■ Text passage
WASHINGTON -- These days, it sounds like an improbable fairy tale: politicians with deeply differing visions of America setting aside disagreements to reach a grand compromise on a critical issue.
That's exactly what happened in 1790, when the Founding Fathers overlooked their parochial interests -- and defied their staunchest backers -- by agreeing, for the good of the fledgling union, to put America's capital in a neutral place along the Potomac River.
Would the same outcome happen today? Fat chance.
In this polarized and partisan era, Washington careens from one crisis to the next even as the country faces huge problems that threaten its standing in the world. With power divided on Capitol Hill, bipartisan solutions are necessary. And yet, while both Democrats and Republicans talk a lot about compromise -- a cross-the-aisle, solutions-driven approach -- few seem willing to give ground to fix what ails the nation.
The latest example is the stalemate over deep budget cuts set to take effect Friday, absent a bipartisan deal. The cuts likely will inconvenience average Americans and may slow the nation's fragile economic recovery. Both sides are dug in on their ideological positions. President Barack Obama and his Democrats want more tax increases, while Republicans demand more spending cuts.
This is the fifth fiscal standoff since this period of divided government began in 2011, when Republicans took over the House while Democrats continued to control the Senate. In the other cases, both sides reached mini-deals to avert immediate crisis -- only to ignore the larger issues. Skyrocketing debt and persistent deficits. Rampant waste, fraud and abuse. Budget-busting Social Security and Medicare programs.
Why does Washington get so caught up this cycle of panic -- whether manufactured or real -- only to ultimately put a Band-Aid on the country's biggest gushers without ever mending the underlying wounds?
Politicians have little incentive to take the risk of working with the opposing party to reach solutions that will fundamentally fix a problem. They operate in a system that makes it hard to roll the dice because they're putting their own jobs on the line. Robust Republican and Democratic parties -- and their conservative and liberal activists, whose voices drown out the centrist Americans seeking remedies -- usually rebuke them rather than reward them.
The Democratic and Republican parties are strong, and they probably won't face serious threats from third parties in the near future. They certainly won't eliminate gerrymandering unless voters force it.
So maybe it's time for something radical, or at least radically reasonable. Maybe this is the moment for a few of the frustrated Americans in the middle -- many of whom reject the extremes, complain about stalemate and fear for the nation's future -- to take a risk.
What if they stepped forward as candidates with a promise that they'll do only what they think will solve the country's big problems, regardless of what it could mean for their political careers? What if they rejected the strict adherence to orthodoxy that party bosses demand? What if they promised to only serve one term, choosing explicitly to put the country's future over their own?
And then, by not going to Congress primarily to get re-elected, they just might end up with a surprising reward: getting re-elected.
Wouldn't the country -- not to mention this supposedly neutral city on the banks of the Potomac -- be better for it?

■ What to work on
Translate this sentence from the article on compromise in Washington into Spanish: "The Democratic and Republican parties are strong, and they probably won't face serious threats from third parties in the near future."

■ Excerpted records

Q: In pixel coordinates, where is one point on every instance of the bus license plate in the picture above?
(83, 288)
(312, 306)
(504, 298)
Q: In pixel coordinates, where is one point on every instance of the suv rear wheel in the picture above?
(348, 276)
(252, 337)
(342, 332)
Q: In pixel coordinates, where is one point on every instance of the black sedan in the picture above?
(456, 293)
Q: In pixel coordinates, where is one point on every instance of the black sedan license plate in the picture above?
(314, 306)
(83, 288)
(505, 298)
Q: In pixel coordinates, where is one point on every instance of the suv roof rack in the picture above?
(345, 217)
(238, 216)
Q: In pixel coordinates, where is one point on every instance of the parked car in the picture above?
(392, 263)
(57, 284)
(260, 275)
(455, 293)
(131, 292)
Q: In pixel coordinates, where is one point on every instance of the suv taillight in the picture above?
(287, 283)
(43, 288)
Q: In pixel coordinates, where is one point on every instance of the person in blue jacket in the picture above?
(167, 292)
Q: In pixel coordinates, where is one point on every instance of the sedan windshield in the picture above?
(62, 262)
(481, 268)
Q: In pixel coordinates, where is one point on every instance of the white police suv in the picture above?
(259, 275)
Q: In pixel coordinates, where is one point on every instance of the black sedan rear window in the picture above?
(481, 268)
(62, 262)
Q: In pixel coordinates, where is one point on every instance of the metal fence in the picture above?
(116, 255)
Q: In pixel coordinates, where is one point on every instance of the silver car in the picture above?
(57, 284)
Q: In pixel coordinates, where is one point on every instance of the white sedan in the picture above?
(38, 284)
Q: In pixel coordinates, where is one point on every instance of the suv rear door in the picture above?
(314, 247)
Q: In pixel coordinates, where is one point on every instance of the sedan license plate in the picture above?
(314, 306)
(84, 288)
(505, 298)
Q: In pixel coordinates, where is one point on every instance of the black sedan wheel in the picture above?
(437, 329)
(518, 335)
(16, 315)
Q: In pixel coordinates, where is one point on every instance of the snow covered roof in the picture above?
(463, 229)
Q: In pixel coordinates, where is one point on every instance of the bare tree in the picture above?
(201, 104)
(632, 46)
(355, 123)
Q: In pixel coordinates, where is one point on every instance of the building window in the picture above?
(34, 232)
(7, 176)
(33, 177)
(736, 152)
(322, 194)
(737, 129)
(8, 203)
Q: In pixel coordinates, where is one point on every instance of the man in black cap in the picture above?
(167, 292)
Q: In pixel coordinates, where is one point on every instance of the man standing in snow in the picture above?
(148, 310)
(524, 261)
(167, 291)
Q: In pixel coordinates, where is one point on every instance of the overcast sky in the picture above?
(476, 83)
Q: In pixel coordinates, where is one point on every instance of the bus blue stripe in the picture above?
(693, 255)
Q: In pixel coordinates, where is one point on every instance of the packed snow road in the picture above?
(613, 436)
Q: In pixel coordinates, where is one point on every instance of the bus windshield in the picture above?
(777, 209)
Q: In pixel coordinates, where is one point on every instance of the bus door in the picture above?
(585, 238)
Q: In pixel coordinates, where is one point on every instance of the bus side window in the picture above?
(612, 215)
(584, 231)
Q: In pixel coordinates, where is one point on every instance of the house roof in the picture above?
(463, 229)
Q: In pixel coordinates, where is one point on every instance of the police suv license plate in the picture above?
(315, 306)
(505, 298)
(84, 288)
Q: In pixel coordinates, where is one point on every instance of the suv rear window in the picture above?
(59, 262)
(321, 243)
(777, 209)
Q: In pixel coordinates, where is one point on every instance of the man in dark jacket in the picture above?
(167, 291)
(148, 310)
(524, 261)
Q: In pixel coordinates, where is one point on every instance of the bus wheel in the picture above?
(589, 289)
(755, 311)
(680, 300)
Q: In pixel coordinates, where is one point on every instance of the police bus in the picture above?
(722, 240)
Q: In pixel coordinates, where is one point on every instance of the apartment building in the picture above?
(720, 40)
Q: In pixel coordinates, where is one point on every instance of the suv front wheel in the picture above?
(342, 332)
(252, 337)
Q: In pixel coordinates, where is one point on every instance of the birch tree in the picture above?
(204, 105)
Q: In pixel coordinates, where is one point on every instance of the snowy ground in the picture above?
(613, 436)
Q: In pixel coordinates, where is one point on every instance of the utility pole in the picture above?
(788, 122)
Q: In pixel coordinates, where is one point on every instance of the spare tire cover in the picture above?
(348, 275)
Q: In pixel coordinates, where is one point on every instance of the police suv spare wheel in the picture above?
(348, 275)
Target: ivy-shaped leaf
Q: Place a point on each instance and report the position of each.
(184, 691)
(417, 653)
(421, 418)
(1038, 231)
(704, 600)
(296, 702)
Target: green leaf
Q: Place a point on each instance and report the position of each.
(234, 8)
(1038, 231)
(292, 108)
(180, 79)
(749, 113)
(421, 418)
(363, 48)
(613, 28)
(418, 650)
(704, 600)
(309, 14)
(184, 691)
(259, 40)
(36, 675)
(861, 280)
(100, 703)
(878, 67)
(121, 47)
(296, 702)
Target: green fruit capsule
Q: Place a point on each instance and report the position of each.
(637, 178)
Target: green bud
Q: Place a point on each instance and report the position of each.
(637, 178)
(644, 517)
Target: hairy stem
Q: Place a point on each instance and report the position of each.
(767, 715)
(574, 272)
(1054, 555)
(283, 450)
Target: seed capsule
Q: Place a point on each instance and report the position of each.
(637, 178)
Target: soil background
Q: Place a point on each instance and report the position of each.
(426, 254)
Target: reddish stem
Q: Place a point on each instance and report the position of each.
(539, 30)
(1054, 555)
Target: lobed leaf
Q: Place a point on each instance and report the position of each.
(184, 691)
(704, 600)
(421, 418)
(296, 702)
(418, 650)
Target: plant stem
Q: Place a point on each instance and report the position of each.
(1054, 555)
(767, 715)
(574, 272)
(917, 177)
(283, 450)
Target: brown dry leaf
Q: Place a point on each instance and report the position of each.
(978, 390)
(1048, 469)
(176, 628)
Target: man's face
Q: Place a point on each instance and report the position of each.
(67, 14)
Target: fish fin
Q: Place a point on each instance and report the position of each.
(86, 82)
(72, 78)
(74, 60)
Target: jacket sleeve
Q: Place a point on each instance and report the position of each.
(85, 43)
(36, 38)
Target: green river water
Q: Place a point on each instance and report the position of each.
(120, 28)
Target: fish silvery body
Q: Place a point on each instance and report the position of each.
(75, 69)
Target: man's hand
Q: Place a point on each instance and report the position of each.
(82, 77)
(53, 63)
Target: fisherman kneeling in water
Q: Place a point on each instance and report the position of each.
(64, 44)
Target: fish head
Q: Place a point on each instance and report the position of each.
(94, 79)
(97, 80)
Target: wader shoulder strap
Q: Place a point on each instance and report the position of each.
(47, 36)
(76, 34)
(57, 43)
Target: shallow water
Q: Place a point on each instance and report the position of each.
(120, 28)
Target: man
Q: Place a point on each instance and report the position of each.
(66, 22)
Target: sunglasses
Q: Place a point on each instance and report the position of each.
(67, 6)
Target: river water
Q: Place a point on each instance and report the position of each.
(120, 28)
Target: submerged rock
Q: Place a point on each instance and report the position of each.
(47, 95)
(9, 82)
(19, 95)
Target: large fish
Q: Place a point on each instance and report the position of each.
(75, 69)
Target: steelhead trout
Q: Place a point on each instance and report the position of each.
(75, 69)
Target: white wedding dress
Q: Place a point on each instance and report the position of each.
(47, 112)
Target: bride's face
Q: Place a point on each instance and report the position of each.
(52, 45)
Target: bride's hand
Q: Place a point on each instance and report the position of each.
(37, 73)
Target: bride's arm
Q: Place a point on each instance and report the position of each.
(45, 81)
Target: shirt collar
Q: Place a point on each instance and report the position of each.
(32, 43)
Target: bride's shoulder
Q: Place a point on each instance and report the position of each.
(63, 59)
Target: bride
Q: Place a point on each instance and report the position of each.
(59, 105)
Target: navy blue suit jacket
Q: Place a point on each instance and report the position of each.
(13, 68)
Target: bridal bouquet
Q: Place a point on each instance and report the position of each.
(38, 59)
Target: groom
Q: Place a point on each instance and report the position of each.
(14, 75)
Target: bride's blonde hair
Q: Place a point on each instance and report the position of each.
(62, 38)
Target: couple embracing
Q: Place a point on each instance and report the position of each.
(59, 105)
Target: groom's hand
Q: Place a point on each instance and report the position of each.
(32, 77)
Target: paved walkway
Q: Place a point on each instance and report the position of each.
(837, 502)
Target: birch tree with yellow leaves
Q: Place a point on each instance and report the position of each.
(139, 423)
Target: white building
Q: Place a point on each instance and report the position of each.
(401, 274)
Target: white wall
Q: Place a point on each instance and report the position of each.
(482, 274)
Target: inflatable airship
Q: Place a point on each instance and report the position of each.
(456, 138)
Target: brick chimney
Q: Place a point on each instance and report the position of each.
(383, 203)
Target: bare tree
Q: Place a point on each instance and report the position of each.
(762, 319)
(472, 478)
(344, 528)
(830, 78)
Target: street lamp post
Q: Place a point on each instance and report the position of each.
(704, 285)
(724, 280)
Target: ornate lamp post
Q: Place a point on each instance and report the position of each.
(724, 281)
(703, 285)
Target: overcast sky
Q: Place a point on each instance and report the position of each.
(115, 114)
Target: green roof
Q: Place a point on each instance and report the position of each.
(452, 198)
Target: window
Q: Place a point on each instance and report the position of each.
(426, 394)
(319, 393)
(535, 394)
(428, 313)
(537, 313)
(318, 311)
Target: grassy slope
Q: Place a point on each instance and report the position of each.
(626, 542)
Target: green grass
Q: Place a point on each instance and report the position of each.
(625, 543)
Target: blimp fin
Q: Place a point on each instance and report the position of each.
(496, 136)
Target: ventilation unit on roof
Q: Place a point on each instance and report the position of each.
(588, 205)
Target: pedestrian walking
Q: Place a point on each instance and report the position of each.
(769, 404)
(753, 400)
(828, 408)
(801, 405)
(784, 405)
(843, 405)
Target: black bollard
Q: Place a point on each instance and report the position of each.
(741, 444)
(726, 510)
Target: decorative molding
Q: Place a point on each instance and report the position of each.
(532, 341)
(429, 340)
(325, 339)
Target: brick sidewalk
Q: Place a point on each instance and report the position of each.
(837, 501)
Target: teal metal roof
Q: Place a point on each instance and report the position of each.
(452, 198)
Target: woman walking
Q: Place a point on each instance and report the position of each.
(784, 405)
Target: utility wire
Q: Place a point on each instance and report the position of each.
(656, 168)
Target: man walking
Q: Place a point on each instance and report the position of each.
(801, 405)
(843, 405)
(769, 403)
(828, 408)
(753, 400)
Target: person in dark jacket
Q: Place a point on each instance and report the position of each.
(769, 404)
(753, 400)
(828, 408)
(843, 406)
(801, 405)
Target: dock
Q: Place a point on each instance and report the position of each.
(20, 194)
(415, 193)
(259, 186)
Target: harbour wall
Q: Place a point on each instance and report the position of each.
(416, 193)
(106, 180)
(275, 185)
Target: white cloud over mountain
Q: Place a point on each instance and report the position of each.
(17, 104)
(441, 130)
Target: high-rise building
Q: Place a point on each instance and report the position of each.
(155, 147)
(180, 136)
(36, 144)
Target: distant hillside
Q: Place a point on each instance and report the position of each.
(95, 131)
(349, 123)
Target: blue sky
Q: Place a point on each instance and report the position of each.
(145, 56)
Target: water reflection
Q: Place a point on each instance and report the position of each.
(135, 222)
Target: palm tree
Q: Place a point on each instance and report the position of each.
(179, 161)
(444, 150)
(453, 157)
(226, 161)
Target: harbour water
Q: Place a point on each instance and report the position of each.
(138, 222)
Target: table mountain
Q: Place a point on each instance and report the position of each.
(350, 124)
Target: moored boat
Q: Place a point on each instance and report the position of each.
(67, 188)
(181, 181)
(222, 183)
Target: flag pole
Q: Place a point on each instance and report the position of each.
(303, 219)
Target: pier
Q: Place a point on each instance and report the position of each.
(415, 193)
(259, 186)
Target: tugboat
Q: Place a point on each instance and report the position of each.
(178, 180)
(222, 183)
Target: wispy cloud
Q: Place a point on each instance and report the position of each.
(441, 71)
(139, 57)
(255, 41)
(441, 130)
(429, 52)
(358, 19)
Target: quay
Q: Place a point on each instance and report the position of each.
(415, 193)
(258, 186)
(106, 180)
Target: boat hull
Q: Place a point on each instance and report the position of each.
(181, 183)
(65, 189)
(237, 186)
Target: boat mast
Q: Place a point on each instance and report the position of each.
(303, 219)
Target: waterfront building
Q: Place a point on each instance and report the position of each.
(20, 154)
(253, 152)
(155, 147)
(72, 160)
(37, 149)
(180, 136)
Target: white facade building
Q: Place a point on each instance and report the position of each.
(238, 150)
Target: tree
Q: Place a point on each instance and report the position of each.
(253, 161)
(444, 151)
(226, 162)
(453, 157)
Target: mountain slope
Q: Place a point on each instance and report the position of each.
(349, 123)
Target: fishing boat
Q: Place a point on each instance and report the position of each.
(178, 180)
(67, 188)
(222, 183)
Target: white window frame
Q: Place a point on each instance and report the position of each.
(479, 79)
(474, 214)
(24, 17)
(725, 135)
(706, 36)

■ Result of this exercise
Los partidos Demócrata y Republicano son fuertes, y probablemente no enfrentarán amenazas serias de terceros partidos en el futuro cercano.